What is asked
Recast every line of the material below as a Markdown table with the columns "Row" and "Line", giving each line's row number in the first column and the line itself in the second, and omitting any blank lines.

Supplied records
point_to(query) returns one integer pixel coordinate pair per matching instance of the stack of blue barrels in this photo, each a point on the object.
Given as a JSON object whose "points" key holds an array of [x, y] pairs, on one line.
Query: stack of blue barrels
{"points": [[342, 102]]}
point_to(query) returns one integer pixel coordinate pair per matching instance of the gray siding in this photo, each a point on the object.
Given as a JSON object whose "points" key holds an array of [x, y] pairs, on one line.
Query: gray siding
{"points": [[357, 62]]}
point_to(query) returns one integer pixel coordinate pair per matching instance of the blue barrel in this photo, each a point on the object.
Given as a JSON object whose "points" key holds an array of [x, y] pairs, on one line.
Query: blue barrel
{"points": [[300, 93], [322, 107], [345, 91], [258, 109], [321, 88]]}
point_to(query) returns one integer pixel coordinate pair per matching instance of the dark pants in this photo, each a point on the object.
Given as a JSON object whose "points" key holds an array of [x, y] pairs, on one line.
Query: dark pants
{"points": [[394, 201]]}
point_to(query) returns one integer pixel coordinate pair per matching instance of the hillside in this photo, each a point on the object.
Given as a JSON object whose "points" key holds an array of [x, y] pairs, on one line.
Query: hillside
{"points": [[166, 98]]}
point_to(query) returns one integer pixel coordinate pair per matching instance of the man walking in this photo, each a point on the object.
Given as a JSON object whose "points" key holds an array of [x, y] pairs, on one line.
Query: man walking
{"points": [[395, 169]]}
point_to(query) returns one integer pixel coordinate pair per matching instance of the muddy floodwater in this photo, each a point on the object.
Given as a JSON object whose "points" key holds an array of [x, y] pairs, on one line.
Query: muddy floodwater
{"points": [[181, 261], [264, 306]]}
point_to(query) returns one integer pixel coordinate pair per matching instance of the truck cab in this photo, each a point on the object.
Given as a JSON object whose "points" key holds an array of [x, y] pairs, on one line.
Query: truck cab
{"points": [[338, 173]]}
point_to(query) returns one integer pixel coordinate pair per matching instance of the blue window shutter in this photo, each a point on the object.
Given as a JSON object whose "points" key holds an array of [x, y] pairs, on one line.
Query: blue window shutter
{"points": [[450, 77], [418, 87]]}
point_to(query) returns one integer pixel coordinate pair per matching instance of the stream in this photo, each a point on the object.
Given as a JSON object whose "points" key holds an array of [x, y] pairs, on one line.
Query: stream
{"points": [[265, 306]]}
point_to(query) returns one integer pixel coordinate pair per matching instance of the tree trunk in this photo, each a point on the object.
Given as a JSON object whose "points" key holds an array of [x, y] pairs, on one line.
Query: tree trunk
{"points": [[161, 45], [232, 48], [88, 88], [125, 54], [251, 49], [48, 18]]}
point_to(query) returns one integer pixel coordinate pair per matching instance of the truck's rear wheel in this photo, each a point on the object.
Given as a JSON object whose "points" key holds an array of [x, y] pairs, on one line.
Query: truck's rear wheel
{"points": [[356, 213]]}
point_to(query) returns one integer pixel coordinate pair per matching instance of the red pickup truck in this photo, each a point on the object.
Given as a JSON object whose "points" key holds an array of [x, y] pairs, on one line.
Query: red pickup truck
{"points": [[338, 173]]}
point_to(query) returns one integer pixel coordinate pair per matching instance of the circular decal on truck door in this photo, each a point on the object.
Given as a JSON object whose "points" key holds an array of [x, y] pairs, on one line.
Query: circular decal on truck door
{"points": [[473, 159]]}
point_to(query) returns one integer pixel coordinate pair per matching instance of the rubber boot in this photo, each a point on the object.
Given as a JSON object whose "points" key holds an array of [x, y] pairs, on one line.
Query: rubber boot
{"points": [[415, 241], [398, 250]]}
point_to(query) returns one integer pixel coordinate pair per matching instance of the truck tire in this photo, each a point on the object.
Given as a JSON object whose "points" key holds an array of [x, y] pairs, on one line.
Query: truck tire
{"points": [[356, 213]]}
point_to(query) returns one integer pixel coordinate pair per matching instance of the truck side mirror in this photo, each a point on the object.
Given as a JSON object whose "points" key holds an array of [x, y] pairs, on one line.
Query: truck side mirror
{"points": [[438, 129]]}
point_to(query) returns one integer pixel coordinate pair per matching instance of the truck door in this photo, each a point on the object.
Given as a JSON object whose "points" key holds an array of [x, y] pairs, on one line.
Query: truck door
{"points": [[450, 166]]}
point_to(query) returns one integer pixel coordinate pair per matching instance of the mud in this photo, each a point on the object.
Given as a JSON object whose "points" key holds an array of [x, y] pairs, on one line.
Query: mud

Exercise response
| Row | Line |
|---|---|
| 1 | point_to(query) returns one integer pixel coordinate pair per matching instance of the stack of blue barrels in this photo, each a point on the object. |
| 2 | Given as a JSON object whose "points" key holds an array of [x, y] pairs, on one line. |
| 3 | Query: stack of blue barrels |
| 4 | {"points": [[342, 102]]} |
| 5 | point_to(query) returns one integer pixel coordinate pair per matching instance of the gray siding in this photo, each a point on the object. |
| 6 | Given as a JSON object whose "points" key holds an array of [x, y] pairs, on one line. |
| 7 | Query: gray siding |
| 8 | {"points": [[357, 62]]} |
| 9 | point_to(query) returns one integer pixel coordinate pair per matching instance of the blue barrel in this photo, each a point on the object. |
| 10 | Given as a JSON object whose "points" key holds an array of [x, y] pairs, on one line. |
| 11 | Query: blue barrel |
| 12 | {"points": [[300, 93], [322, 107], [345, 91], [258, 109], [321, 88]]} |
| 13 | point_to(query) returns one integer pixel coordinate pair per matching instance of the dark pants in this photo, each a point on the object. |
| 14 | Given as a JSON object whose "points" key holds an array of [x, y] pairs, on one line. |
| 15 | Query: dark pants |
| 16 | {"points": [[394, 201]]} |
| 17 | point_to(query) returns one integer pixel coordinate pair per matching instance of the hillside in this photo, each a point on the object. |
| 18 | Given as a JSON object whose "points" key holds an array of [x, y] pairs, on one line. |
| 19 | Query: hillside |
| 20 | {"points": [[166, 98]]} |
| 21 | point_to(query) returns one integer pixel coordinate pair per matching instance of the man walking in this photo, each a point on the object. |
| 22 | Given as a JSON object whose "points" key holds an array of [x, y] pairs, on one line. |
| 23 | Query: man walking |
| 24 | {"points": [[395, 169]]} |
| 25 | point_to(query) returns one integer pixel coordinate pair per matching instance of the muddy floodwater in this photo, each a point on the object. |
| 26 | Given as a JSON object whose "points" key holds an array of [x, y] pairs, on one line. |
| 27 | Query: muddy floodwater |
| 28 | {"points": [[181, 261], [264, 306]]} |
| 29 | point_to(query) returns one integer pixel coordinate pair per matching instance of the truck cab in this photo, each a point on the object. |
| 30 | Given as a JSON object whose "points" key holds an array of [x, y] pairs, on one line. |
| 31 | Query: truck cab |
| 32 | {"points": [[338, 173]]} |
| 33 | point_to(query) returns one integer pixel coordinate pair per matching instance of the blue window shutter in this photo, each a point on the object. |
| 34 | Given as a JSON object whose "points" key holds an array of [x, y] pairs, on one line. |
| 35 | Query: blue window shutter |
| 36 | {"points": [[450, 77], [418, 87]]} |
| 37 | point_to(query) returns one integer pixel coordinate pair per matching instance of the stream in this photo, each a point on the object. |
| 38 | Given as a JSON object whose "points" key holds an array of [x, y] pairs, on one line. |
| 39 | Query: stream |
| 40 | {"points": [[265, 306]]} |
| 41 | point_to(query) returns one integer pixel coordinate pair per matching instance of the tree trunk in this photo, each a point on the object. |
| 42 | Given as a JSON object whose "points" key holds an array of [x, y] pairs, on one line. |
| 43 | Query: tree trunk |
| 44 | {"points": [[161, 45], [232, 48], [88, 88], [125, 54], [251, 49], [48, 18]]} |
| 45 | point_to(query) returns one integer pixel coordinate pair per matching instance of the truck's rear wheel in this photo, each a point on the object. |
| 46 | Given as a JSON object whose "points" key holds an array of [x, y] pairs, on one line. |
| 47 | Query: truck's rear wheel |
| 48 | {"points": [[356, 213]]} |
| 49 | point_to(query) returns one integer pixel coordinate pair per matching instance of the red pickup truck in this photo, each a point on the object. |
| 50 | Given as a JSON object whose "points" key holds an array of [x, y] pairs, on one line. |
| 51 | Query: red pickup truck |
| 52 | {"points": [[338, 173]]} |
| 53 | point_to(query) returns one integer pixel coordinate pair per matching instance of the circular decal on truck door in this photo, each a point on the object. |
| 54 | Given as a JSON object whose "points" key holds an array of [x, y] pairs, on one line. |
| 55 | Query: circular decal on truck door |
| 56 | {"points": [[473, 159]]} |
| 57 | point_to(query) returns one integer pixel coordinate pair per matching instance of the rubber boot in this photo, each a point on the object. |
| 58 | Given as a JSON object whose "points" key holds an array of [x, y] pairs, on one line. |
| 59 | Query: rubber boot |
| 60 | {"points": [[415, 241], [398, 250]]} |
| 61 | point_to(query) returns one integer pixel coordinate pair per matching instance of the truck tire in this photo, each a point on the object. |
| 62 | Given as a JSON object whose "points" key holds an array of [x, y] pairs, on one line. |
| 63 | Query: truck tire |
| 64 | {"points": [[356, 213]]} |
| 65 | point_to(query) returns one integer pixel coordinate pair per matching instance of the truck side mirror in this photo, each a point on the object. |
| 66 | Given as a JSON object whose "points" key holds an array of [x, y] pairs, on one line. |
| 67 | Query: truck side mirror |
| 68 | {"points": [[438, 129]]} |
| 69 | point_to(query) returns one integer pixel coordinate pair per matching instance of the truck door in this photo, each a point on the object. |
| 70 | Given as a JSON object whose "points" key holds an array of [x, y] pairs, on one line. |
| 71 | Query: truck door |
| 72 | {"points": [[450, 166]]} |
| 73 | point_to(query) returns one integer pixel coordinate pair per matching instance of the mud in this photo, each a point on the object. |
| 74 | Given as a JSON object whose "points" key holds an array of [x, y] pairs, on one line. |
| 75 | Query: mud |